ABOUT THIS EXERCISE:
Starting from the first line below, repeat the data exactly through to the last.

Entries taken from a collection
◇ ◇ ◇ ◇ ◇ ◇ ◇

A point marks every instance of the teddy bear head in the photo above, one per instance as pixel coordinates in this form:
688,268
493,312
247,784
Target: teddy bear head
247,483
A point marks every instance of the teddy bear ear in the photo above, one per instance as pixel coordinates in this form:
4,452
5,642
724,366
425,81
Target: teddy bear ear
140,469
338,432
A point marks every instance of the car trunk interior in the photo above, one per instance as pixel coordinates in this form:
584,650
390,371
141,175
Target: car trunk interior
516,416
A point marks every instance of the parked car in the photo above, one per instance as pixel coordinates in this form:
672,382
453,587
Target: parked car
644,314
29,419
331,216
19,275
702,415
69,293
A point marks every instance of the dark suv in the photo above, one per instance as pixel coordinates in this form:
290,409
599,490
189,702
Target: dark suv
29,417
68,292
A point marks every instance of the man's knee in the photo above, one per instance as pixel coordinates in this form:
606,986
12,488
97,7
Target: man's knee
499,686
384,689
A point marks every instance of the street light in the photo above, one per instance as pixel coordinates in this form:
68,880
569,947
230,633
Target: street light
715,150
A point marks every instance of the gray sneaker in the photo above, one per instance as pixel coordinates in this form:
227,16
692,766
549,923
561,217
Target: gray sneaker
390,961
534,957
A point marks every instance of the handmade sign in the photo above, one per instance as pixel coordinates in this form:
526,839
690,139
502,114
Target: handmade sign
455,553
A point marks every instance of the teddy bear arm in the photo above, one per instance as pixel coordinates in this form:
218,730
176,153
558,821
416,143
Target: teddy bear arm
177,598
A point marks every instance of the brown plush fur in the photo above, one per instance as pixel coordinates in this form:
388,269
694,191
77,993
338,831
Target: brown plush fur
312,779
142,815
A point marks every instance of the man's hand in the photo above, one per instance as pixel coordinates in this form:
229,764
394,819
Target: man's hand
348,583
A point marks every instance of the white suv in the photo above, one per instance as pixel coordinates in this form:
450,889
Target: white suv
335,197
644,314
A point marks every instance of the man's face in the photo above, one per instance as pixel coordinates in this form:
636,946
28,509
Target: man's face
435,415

◇ ◇ ◇ ◇ ◇ ◇ ◇

OUTPUT FOR THIS TASK:
A point marks every instance of the teddy bear head in the photo above, one per instance as pixel coordinates in this form:
688,268
493,312
247,784
Target: teddy bear head
247,483
A point marks every instance of the teddy bear ear in the photo above, one per instance as pixel coordinates in this form:
4,452
5,642
724,366
425,81
Target: teddy bear ear
140,469
338,432
A point marks every instance of the car trunk interior in the photo above, one per instance as pixel coordinates in this form:
584,650
390,371
141,175
Target: car trunk interior
516,416
A point marks every instance of the parked car in the photo above, one per instance as pixel coordinates in this form:
672,382
453,587
Target: parked car
644,314
29,419
331,216
19,275
702,415
69,293
A point marks every instance of the dark suv in the photo above, one per instance as pixel coordinates in this form:
290,409
599,490
189,702
Target: dark suv
29,417
68,292
A point marks every instance of the man's knee in the photo above, one per instance as pixel coordinates in this form:
606,986
12,488
97,7
Target: man's knee
499,686
384,689
A point marks every instance of the street light in the photo above, one per instance as pixel coordinates in this form:
68,880
569,947
230,633
Target: street light
715,150
A point marks every instance of the gray sneaker in the photo above, one per instance as pixel coordinates in this form:
227,16
692,766
549,923
561,217
Target: gray sneaker
390,961
534,957
A point marks every instance of the handmade sign in the photo above, one per instance as pixel coordinates in this form:
526,839
690,139
502,114
Target: handmade sign
455,553
A point marks every instance of the teddy bear arm in the photo above, one per instance as pixel coordinates in this form:
218,730
176,153
558,821
416,143
Target: teddy bear arm
177,598
A point marks every instance of the brown plush fur in the photo above, one per instance as pixel coordinates in this form:
388,269
694,191
77,993
338,831
Target: brown plush fur
312,779
142,815
A point marks every instance of the man's hand in the photo above, one per instance as pixel coordinates in this form:
229,764
394,819
Target: man's hand
348,583
A point marks every instance of the white suv in the photo above, one per instance as pixel coordinates in this form:
450,889
Target: white suv
335,197
644,314
A point marks every instance of the man's face in the photo above, one per instance as pixel coordinates in this form:
636,946
28,509
Target: man's face
435,415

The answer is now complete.